» **Image outline annotation entries**
↓↓↓

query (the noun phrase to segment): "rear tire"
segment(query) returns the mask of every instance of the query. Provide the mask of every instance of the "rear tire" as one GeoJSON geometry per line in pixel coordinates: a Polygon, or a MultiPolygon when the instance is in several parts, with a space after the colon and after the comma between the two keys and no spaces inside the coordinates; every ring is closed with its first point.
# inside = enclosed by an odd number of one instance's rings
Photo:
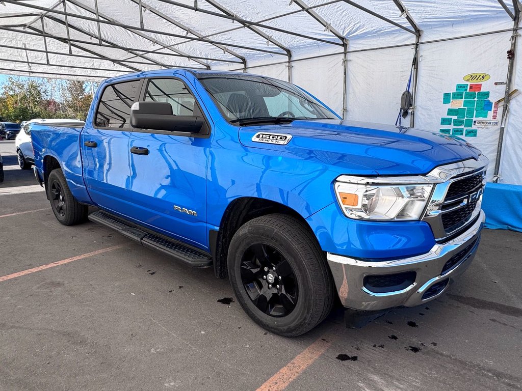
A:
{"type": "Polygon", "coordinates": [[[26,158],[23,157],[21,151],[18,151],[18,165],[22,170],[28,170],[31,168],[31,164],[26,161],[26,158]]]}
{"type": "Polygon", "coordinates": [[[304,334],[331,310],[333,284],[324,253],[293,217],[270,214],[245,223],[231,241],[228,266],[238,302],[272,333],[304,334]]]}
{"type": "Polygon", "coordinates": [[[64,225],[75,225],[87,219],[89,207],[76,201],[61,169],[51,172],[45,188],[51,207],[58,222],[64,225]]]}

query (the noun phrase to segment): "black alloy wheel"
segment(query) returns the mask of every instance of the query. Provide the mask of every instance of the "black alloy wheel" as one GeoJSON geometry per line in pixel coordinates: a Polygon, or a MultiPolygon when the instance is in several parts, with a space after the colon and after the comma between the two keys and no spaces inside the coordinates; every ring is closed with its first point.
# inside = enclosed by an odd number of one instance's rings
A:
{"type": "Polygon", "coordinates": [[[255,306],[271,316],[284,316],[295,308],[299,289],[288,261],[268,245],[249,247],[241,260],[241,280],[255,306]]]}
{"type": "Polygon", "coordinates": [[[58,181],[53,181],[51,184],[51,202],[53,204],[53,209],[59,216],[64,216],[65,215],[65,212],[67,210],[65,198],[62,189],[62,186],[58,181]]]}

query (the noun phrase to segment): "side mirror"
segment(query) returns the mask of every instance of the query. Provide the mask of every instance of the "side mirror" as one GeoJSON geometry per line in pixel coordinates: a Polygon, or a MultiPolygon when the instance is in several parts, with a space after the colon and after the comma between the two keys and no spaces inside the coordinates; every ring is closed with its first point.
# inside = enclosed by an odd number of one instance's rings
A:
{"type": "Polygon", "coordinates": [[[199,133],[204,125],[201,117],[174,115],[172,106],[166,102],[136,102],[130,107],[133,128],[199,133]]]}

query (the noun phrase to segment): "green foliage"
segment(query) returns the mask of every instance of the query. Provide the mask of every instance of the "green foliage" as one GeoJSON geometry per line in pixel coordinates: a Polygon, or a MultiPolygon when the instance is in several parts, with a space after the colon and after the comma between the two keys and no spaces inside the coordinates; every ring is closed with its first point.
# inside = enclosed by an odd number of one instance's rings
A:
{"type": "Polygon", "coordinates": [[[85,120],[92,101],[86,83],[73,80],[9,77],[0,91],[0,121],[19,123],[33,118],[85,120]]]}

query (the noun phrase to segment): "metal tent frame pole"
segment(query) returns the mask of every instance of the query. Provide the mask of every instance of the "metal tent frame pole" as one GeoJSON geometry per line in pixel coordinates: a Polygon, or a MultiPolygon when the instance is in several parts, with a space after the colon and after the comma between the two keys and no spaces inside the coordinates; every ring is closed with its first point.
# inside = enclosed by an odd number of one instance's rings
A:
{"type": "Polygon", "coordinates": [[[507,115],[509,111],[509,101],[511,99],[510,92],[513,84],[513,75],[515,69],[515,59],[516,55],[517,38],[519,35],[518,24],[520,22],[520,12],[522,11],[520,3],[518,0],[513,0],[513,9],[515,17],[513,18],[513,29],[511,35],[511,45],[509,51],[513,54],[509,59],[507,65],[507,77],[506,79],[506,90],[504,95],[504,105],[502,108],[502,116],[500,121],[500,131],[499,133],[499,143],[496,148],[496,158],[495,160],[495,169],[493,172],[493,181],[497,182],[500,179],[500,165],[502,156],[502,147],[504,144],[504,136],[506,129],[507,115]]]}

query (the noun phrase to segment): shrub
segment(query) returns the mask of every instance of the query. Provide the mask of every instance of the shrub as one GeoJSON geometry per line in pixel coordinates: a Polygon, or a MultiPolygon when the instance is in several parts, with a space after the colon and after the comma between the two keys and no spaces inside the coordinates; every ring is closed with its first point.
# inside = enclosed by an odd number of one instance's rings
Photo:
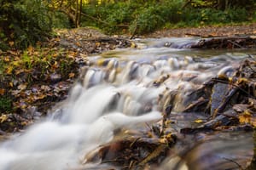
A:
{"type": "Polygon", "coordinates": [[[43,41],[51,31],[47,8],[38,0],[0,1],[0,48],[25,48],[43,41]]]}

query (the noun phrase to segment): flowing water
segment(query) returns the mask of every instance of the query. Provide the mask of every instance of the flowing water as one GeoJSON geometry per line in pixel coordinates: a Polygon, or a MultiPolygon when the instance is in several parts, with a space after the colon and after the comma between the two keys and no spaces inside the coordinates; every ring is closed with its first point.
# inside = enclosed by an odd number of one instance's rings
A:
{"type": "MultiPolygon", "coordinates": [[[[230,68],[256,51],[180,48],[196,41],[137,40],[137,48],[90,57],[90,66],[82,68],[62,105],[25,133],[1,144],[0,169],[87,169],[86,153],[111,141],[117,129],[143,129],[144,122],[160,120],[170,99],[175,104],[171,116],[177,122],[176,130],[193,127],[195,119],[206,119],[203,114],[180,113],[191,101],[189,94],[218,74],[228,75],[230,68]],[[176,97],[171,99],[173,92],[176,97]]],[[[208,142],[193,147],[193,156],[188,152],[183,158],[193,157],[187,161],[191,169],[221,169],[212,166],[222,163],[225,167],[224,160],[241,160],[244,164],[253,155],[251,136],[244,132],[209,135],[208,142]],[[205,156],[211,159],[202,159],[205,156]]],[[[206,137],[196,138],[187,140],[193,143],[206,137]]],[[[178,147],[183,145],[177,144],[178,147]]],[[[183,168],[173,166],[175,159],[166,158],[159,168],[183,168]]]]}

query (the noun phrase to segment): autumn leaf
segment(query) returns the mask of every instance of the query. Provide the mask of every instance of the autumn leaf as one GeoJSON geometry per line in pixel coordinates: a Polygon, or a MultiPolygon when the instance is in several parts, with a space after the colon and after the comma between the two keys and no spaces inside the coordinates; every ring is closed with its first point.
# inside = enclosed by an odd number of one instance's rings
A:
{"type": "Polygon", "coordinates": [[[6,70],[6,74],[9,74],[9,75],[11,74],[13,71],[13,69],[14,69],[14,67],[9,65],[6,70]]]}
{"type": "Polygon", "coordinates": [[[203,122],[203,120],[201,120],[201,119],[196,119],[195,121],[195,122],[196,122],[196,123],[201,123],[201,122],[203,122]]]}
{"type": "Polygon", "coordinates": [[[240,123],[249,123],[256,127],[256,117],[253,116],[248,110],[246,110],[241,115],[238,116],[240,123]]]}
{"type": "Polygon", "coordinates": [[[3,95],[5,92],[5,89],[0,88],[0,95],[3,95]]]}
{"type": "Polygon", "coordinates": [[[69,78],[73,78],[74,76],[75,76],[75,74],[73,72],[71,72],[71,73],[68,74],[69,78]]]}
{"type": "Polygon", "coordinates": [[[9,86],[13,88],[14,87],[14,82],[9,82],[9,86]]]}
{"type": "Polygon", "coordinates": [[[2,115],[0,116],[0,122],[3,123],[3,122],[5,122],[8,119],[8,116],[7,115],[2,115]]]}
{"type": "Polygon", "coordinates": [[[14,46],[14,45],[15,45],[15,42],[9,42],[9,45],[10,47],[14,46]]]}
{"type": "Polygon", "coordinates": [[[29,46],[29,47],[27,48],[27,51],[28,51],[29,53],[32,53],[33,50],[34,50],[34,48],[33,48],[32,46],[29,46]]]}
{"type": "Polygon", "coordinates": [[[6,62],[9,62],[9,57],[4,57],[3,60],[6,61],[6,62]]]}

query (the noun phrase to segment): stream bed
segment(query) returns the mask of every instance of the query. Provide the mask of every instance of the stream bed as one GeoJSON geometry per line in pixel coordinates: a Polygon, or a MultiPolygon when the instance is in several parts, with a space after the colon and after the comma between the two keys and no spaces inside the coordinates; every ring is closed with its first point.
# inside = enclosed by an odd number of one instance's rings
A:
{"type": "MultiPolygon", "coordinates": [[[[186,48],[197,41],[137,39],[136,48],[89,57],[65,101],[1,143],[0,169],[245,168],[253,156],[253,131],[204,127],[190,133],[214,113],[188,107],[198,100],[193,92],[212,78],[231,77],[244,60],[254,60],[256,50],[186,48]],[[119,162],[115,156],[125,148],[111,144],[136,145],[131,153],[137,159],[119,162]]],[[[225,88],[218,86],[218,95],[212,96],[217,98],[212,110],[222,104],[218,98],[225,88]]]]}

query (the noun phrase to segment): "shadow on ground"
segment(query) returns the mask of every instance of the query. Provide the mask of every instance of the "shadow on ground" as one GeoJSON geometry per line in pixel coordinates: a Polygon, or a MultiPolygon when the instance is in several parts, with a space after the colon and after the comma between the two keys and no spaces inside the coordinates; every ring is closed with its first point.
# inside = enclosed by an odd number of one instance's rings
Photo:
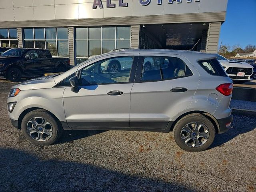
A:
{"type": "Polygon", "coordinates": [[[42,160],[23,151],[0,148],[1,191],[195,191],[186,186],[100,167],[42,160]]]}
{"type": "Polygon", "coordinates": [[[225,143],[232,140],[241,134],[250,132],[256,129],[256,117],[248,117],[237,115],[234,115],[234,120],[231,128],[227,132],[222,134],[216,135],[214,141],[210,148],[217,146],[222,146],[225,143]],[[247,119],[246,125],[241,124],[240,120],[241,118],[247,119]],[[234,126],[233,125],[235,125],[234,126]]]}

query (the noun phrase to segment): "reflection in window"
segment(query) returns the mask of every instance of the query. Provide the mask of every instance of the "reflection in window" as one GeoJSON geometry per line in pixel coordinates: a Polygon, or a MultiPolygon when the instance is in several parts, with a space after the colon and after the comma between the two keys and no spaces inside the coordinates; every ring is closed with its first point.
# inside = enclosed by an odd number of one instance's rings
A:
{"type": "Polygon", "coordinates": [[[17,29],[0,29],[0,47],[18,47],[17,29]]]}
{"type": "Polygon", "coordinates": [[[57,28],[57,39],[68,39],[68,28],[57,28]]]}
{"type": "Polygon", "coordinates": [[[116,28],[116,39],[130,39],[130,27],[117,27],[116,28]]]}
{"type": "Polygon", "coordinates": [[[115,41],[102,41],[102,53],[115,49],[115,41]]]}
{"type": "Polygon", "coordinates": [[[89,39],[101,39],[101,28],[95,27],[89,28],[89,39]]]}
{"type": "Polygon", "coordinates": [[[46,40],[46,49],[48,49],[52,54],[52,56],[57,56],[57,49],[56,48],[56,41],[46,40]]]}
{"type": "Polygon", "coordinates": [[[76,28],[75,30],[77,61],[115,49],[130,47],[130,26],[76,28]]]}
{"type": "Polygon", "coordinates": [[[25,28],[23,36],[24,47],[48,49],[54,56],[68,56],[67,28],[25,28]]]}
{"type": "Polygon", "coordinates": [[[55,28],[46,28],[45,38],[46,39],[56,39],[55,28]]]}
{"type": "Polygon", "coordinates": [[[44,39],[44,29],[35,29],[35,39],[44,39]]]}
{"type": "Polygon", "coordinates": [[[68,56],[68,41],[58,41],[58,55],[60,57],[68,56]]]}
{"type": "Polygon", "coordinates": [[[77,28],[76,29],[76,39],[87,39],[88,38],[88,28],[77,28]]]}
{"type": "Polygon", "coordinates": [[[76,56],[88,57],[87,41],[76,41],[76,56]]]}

↑↑↑
↓↓↓

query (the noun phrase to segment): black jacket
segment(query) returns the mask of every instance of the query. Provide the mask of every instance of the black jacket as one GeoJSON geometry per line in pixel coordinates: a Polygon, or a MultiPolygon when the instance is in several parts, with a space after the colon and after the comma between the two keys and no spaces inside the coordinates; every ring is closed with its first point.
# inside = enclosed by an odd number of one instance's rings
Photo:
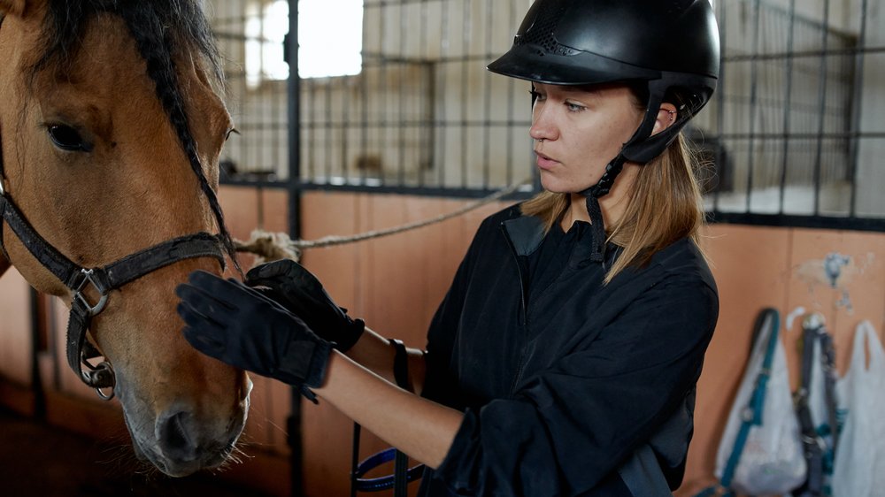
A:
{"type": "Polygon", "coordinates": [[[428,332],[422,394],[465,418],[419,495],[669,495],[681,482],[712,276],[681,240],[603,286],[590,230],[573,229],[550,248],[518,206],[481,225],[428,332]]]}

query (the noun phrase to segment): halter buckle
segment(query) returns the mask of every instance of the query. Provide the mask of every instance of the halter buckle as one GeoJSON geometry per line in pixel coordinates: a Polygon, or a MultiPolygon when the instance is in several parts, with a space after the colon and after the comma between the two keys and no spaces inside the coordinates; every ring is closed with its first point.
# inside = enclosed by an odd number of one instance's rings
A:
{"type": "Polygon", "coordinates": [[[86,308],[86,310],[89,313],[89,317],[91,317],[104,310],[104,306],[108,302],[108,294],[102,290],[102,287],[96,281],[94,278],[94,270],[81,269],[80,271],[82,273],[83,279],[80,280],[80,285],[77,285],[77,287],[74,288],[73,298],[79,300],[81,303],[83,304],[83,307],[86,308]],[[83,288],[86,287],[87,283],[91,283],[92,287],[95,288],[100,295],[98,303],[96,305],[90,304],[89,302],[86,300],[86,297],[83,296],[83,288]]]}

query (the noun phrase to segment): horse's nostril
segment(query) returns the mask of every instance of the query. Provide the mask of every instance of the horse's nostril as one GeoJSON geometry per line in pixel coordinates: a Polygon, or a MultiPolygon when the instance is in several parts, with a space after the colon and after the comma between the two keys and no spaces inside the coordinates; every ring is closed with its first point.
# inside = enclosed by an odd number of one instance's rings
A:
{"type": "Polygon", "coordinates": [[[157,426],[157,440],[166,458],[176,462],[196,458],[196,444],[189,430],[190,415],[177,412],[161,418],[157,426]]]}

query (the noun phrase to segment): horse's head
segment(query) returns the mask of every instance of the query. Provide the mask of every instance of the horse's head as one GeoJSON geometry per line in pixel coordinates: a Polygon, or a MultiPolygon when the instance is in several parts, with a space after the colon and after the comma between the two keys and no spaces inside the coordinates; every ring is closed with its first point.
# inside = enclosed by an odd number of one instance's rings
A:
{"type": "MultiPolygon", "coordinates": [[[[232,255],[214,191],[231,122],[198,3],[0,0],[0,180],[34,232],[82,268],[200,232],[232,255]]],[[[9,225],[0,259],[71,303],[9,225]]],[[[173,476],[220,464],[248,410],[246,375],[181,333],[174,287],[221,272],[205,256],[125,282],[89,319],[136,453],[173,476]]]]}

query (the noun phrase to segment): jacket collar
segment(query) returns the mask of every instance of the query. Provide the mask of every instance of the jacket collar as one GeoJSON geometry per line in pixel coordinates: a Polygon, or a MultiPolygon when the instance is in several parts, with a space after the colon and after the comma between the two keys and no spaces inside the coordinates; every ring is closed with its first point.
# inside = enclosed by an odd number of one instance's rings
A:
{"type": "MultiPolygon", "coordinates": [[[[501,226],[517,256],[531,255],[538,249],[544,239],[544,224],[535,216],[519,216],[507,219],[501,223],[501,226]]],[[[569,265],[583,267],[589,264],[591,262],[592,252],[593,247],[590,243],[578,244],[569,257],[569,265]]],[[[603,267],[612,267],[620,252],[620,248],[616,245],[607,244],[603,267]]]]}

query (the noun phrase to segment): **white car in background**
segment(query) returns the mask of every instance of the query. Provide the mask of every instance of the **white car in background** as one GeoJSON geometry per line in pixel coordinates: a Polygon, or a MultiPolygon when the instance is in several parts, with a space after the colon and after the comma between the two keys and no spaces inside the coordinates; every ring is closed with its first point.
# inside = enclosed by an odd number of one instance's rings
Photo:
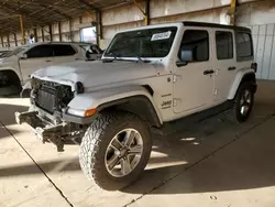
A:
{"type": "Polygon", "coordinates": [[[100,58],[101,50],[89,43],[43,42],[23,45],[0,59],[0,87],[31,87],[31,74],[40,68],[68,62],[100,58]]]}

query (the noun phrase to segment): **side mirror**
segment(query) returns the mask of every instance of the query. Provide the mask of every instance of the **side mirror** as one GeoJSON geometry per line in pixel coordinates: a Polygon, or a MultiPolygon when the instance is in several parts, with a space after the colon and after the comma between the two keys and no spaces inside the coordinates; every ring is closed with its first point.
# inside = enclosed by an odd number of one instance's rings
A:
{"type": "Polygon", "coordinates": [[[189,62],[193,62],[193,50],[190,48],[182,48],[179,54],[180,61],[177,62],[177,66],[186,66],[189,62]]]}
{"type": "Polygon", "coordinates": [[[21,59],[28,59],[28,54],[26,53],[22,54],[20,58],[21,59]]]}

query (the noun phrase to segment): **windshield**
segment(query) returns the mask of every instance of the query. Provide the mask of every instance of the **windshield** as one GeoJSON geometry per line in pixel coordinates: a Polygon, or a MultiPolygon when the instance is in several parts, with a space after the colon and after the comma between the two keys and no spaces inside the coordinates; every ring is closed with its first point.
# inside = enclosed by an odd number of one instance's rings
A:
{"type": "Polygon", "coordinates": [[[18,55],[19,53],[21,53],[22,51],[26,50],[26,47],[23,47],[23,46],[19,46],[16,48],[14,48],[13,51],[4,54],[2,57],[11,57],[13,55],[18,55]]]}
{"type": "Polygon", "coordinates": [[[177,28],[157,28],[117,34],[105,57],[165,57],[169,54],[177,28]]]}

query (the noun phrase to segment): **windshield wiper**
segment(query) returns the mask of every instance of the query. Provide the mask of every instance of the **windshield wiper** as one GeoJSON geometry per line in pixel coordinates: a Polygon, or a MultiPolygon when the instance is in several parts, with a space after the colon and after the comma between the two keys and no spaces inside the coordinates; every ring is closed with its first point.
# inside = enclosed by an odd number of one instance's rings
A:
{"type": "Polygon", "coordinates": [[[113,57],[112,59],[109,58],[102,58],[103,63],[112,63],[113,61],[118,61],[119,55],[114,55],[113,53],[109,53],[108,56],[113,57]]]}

↑↑↑
↓↓↓

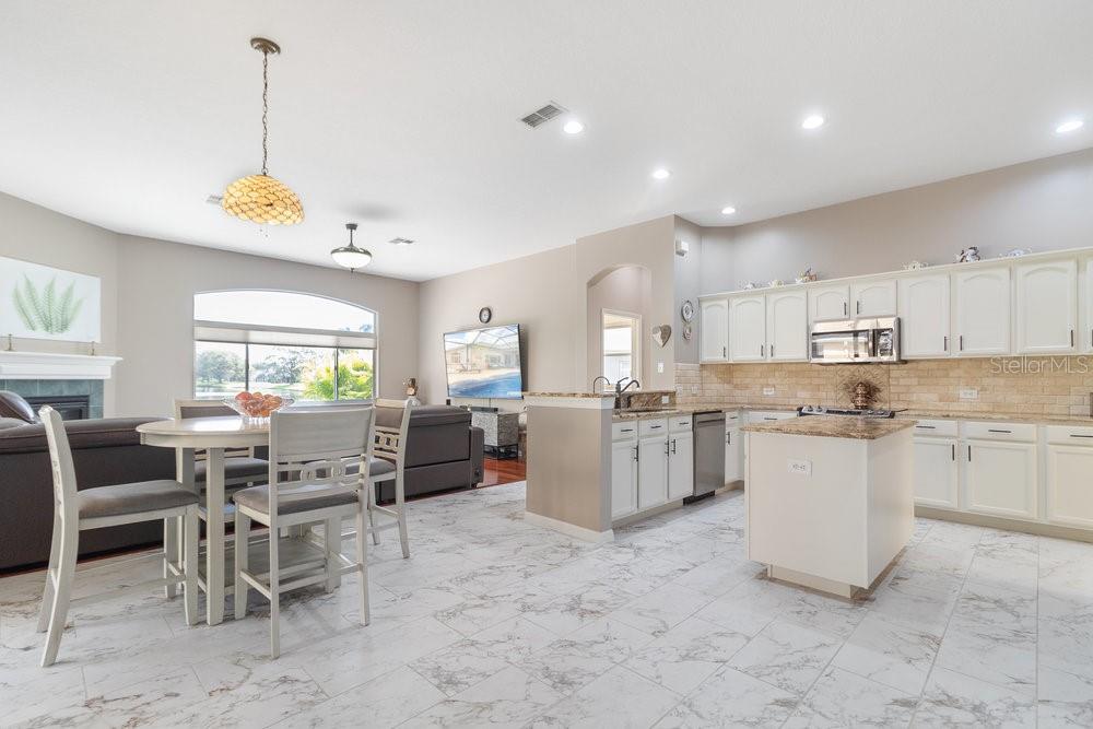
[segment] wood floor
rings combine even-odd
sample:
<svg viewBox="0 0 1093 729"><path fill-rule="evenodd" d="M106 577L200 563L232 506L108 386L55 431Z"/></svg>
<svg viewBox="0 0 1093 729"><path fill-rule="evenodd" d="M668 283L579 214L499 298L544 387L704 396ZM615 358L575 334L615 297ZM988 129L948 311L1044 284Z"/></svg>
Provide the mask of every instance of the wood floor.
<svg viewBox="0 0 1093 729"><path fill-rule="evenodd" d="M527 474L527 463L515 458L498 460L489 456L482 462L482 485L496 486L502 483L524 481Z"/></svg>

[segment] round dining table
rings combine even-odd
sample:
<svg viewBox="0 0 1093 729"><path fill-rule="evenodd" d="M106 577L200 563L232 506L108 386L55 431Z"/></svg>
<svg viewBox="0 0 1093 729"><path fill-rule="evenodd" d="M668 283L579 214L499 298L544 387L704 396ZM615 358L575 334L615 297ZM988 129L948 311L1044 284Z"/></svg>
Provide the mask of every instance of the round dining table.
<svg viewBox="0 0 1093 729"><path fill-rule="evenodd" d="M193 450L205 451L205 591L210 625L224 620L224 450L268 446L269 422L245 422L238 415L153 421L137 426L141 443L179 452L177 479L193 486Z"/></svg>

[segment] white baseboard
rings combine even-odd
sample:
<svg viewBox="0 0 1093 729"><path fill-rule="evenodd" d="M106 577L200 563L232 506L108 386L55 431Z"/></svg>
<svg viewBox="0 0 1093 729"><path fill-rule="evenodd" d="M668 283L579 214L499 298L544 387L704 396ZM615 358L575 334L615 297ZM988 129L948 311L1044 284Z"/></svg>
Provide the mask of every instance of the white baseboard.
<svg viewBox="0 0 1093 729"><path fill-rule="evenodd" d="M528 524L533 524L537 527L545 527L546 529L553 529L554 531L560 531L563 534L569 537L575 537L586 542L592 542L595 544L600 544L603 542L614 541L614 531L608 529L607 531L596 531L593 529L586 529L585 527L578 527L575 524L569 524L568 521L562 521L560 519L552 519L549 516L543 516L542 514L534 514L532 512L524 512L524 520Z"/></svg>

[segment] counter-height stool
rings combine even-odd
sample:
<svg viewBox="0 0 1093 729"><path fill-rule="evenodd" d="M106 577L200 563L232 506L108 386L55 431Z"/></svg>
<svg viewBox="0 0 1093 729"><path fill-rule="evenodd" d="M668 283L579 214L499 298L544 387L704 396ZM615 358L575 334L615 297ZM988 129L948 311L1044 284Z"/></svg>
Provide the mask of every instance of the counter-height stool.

↑↑↑

» **AIM**
Write out, without any change, the stretch of lines in the records from the one containing "[segment] white baseboard" through the one containing "Provide the mask of every instance of the white", both included.

» **EXPECTED OUTPUT**
[segment] white baseboard
rings combine even-odd
sample:
<svg viewBox="0 0 1093 729"><path fill-rule="evenodd" d="M106 577L200 563L232 506L108 386L55 431Z"/></svg>
<svg viewBox="0 0 1093 729"><path fill-rule="evenodd" d="M668 283L579 214L499 298L544 387L704 396ZM615 358L575 334L615 297ZM988 129L948 311L1044 284Z"/></svg>
Provide the mask of every instance of the white baseboard.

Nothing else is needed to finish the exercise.